EXERCISE DIRECTIONS =>
Repeat exactly the stretch of lines that starts with the one containing "Point to the framed photograph" and ends with the last line of the material. Leave out pictures.

Labeled-object pointing entries
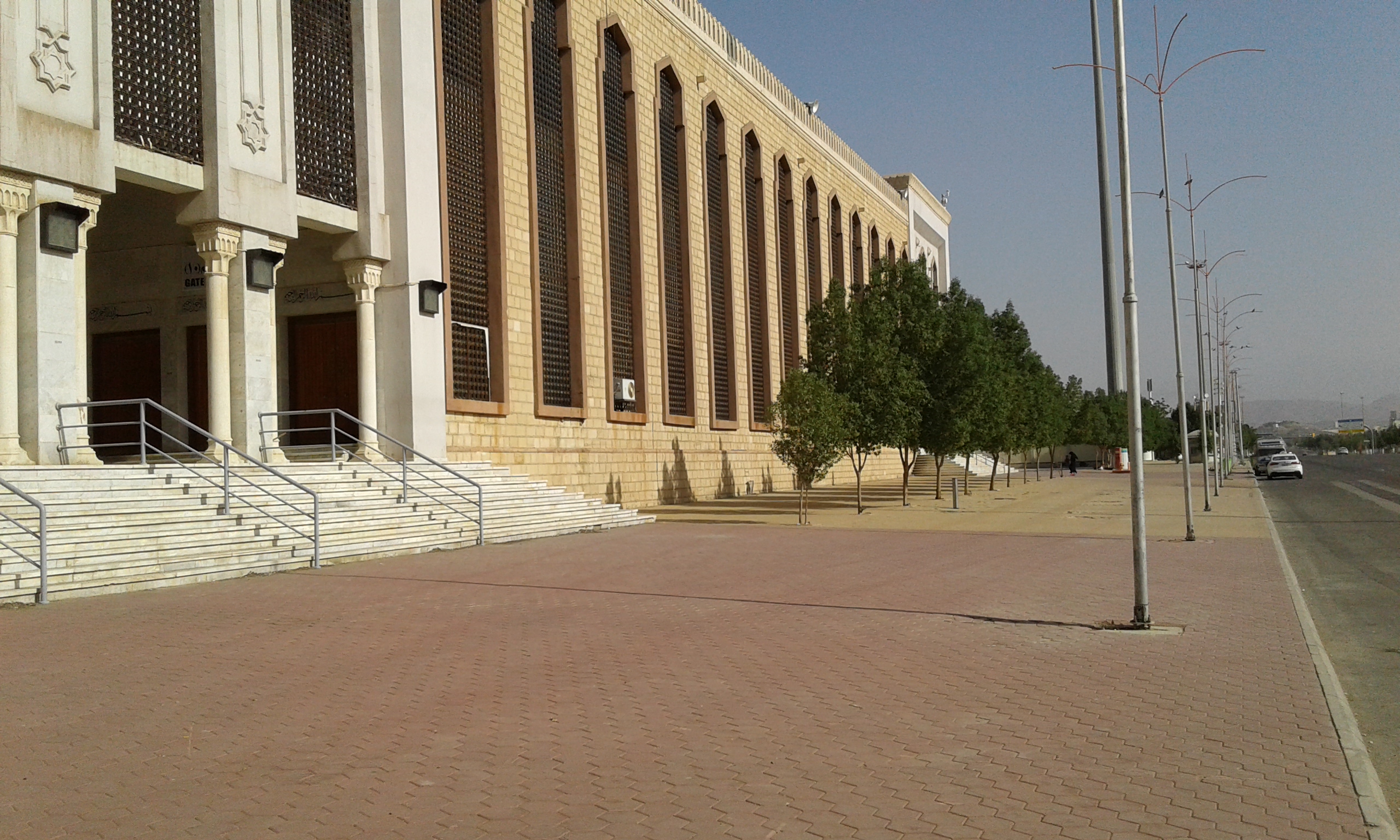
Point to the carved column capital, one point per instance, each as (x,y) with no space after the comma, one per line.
(364,278)
(218,244)
(14,202)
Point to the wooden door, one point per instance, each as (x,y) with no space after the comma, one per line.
(125,366)
(324,373)
(196,383)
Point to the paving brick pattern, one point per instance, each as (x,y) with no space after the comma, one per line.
(682,681)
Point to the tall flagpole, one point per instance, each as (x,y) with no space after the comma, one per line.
(1176,332)
(1134,381)
(1112,319)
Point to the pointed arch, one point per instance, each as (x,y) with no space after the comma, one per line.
(559,358)
(756,279)
(838,224)
(718,258)
(622,246)
(859,273)
(786,206)
(813,205)
(471,206)
(675,247)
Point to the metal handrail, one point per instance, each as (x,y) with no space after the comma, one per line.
(339,438)
(228,476)
(43,535)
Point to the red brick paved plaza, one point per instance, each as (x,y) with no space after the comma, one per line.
(682,681)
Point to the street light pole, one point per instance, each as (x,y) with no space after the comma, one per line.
(1112,321)
(1201,354)
(1200,349)
(1141,616)
(1176,329)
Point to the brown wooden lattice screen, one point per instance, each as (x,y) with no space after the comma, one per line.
(673,246)
(788,265)
(619,220)
(755,281)
(838,251)
(552,209)
(156,78)
(814,246)
(718,221)
(323,84)
(858,253)
(464,135)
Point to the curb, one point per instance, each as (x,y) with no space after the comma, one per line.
(1369,794)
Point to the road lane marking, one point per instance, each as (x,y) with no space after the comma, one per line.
(1379,486)
(1366,781)
(1385,503)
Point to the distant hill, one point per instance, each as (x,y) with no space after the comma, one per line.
(1318,413)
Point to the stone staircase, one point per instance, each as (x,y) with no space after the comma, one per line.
(121,528)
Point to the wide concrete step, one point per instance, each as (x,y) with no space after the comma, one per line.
(118,528)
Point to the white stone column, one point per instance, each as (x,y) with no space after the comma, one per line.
(218,246)
(253,346)
(14,201)
(364,276)
(80,345)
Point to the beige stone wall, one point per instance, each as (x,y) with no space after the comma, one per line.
(656,463)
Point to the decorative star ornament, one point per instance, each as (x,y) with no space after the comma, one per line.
(51,61)
(254,126)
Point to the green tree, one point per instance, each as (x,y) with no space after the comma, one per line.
(851,345)
(955,374)
(911,307)
(1010,402)
(808,431)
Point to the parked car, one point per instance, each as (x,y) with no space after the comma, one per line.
(1286,465)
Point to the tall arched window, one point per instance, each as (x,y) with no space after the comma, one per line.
(559,354)
(469,198)
(675,288)
(718,247)
(814,246)
(859,273)
(621,219)
(788,264)
(838,223)
(756,278)
(323,86)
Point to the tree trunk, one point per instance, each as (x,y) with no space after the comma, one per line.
(858,466)
(909,465)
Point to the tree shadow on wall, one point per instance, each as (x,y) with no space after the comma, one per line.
(726,489)
(614,493)
(675,479)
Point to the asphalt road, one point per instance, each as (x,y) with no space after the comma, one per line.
(1341,529)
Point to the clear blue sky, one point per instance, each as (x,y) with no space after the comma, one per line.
(962,94)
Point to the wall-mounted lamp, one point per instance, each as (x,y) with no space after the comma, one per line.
(430,296)
(261,268)
(59,228)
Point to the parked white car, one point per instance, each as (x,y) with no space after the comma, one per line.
(1286,465)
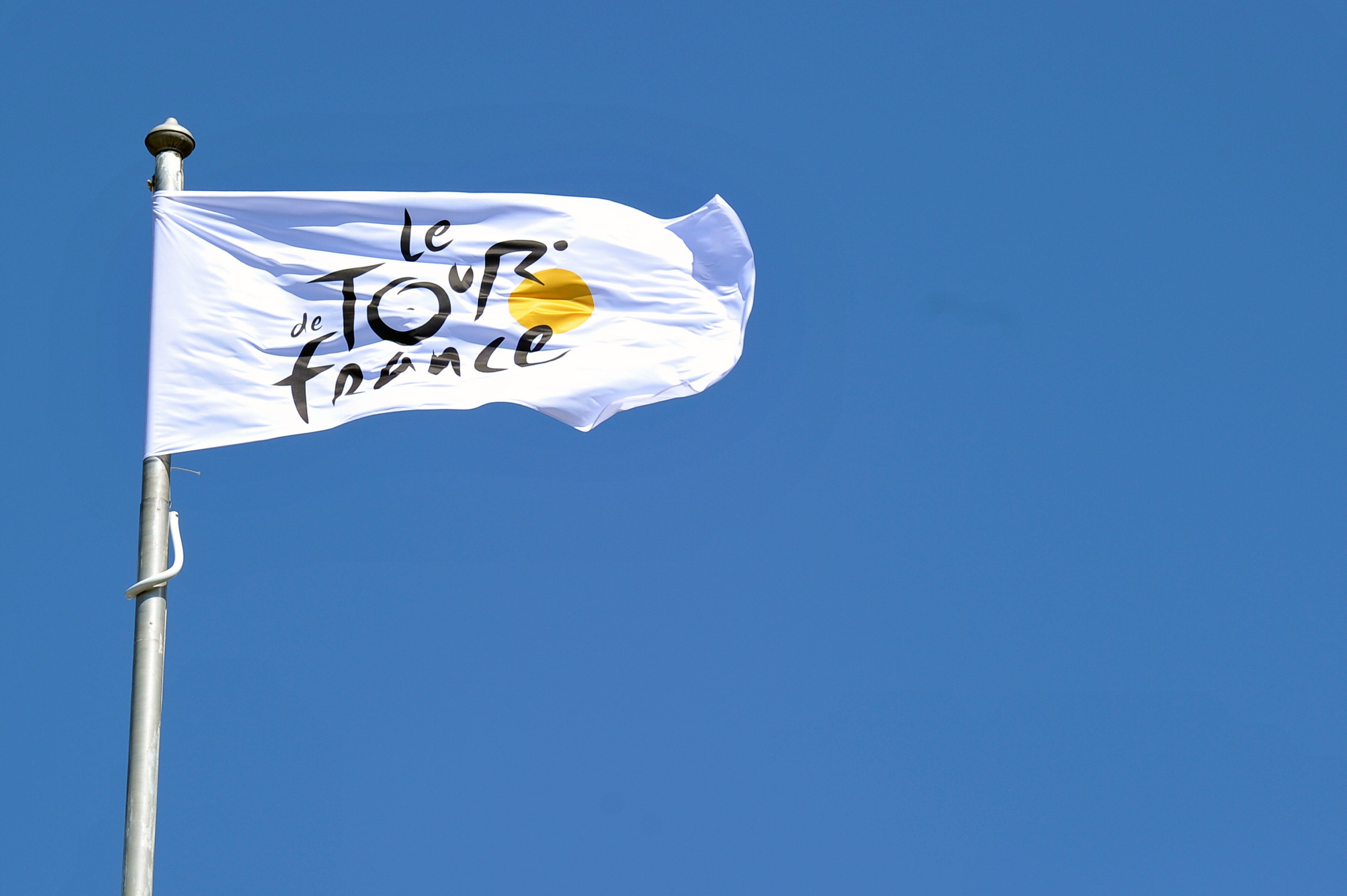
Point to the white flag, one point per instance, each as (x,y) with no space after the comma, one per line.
(282,313)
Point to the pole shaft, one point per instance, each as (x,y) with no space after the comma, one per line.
(147,675)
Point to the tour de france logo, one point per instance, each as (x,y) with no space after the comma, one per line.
(545,304)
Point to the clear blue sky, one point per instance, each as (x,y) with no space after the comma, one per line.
(1008,561)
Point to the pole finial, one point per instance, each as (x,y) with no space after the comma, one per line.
(170,135)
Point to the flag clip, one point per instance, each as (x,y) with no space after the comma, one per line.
(160,579)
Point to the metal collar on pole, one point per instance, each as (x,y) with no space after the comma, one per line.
(170,145)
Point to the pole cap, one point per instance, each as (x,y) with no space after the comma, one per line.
(170,135)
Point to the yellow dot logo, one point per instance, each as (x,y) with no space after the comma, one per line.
(562,301)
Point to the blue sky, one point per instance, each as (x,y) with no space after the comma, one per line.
(1008,561)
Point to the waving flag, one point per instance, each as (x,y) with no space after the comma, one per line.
(283,313)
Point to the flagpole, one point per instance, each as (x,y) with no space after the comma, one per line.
(169,143)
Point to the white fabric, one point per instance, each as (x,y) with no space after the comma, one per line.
(236,302)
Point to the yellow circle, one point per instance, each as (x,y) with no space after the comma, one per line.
(562,301)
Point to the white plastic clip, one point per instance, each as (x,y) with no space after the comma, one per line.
(160,579)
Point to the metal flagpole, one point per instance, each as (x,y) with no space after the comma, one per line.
(170,145)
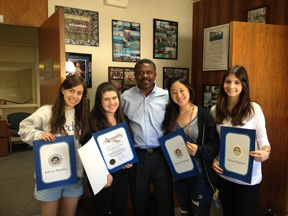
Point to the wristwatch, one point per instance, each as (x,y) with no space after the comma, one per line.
(269,154)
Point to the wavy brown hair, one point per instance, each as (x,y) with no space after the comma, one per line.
(172,109)
(243,108)
(58,119)
(97,117)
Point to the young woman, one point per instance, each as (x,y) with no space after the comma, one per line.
(67,116)
(107,112)
(235,109)
(194,194)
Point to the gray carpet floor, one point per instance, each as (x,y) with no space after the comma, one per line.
(17,186)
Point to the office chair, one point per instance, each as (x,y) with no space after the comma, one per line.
(14,120)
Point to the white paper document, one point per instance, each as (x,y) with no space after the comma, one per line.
(179,155)
(52,163)
(115,147)
(94,165)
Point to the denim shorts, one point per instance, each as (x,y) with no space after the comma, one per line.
(52,194)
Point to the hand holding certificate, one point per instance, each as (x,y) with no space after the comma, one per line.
(94,165)
(235,145)
(116,146)
(55,162)
(181,163)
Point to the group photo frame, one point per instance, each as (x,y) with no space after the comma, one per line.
(165,37)
(81,26)
(122,77)
(125,41)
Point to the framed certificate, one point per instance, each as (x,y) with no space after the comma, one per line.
(181,163)
(55,162)
(116,146)
(235,145)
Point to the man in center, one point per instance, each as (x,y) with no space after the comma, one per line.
(144,105)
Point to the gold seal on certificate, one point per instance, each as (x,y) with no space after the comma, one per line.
(181,163)
(179,155)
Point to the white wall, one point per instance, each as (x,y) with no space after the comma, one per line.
(138,11)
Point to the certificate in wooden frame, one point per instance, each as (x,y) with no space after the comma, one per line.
(258,15)
(165,37)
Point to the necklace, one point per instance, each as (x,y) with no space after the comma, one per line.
(190,122)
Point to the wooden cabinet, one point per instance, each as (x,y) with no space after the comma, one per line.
(3,137)
(24,13)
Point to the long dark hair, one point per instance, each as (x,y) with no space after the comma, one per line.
(172,109)
(97,117)
(243,108)
(58,119)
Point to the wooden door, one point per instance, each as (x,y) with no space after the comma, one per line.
(263,50)
(52,55)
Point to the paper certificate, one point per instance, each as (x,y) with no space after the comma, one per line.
(116,146)
(181,163)
(235,145)
(90,156)
(55,162)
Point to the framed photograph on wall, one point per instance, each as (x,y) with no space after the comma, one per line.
(216,48)
(82,64)
(171,71)
(122,77)
(81,26)
(165,37)
(210,93)
(125,41)
(258,15)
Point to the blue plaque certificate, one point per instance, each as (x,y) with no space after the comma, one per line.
(55,162)
(116,147)
(181,163)
(235,145)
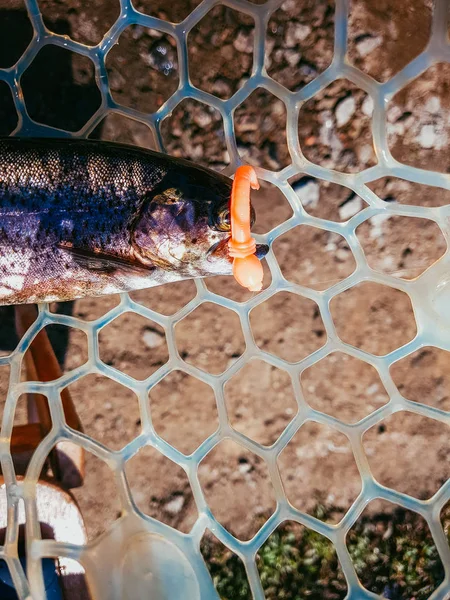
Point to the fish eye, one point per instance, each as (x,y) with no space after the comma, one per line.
(223,220)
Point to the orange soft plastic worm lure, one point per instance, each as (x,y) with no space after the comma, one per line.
(247,269)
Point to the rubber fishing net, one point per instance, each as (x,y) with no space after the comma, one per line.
(143,554)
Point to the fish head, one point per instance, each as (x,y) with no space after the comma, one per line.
(184,226)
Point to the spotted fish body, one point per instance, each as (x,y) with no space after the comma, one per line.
(80,217)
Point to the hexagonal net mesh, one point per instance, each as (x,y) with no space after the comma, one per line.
(429,295)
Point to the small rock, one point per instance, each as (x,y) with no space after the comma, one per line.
(292,57)
(245,467)
(394,113)
(365,154)
(341,255)
(175,505)
(427,137)
(372,389)
(367,106)
(244,42)
(368,45)
(288,5)
(345,111)
(308,193)
(161,57)
(433,105)
(295,33)
(350,208)
(221,88)
(377,222)
(152,339)
(202,119)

THE RESULT =>
Point to the framed photograph on wall, one point per instance, each as (x,y) with no space after the comma, one per line.
(216,48)
(82,64)
(171,71)
(122,77)
(81,26)
(165,37)
(210,93)
(125,41)
(258,15)
Point to the blue plaque certificate, one point per instance, each as (x,y) with no space after the comma, one per line.
(55,162)
(116,147)
(181,163)
(235,145)
Point to the fish eye, one point per instance, each as (x,y) with no space after the comma, one per line.
(223,220)
Point to the orange soft plastic worm lure, one point per instance, each as (x,y) with no space after the comma, one per line.
(247,269)
Point to the rubber fishing net, one point per instance, each as (x,y) with no space after the comma, one per line.
(143,554)
Point to the fish head, one point per instance, each as (x,y) with no space after the comma, one per line.
(184,226)
Point to the spotted fish body, one point per instance, each as (x,y) with no space after the comma, one per line.
(80,217)
Point to the hexagonal net mesh, one point per instance, each as (x,y) with no space after the comma, one per line.
(429,295)
Point to the small rock, one point per instance, each as (x,y) with no space after the comma, one per line.
(292,57)
(245,467)
(394,113)
(365,154)
(341,255)
(175,505)
(427,137)
(372,389)
(367,106)
(244,42)
(368,45)
(288,5)
(345,111)
(308,193)
(161,57)
(433,105)
(295,33)
(350,208)
(221,88)
(377,222)
(152,339)
(202,119)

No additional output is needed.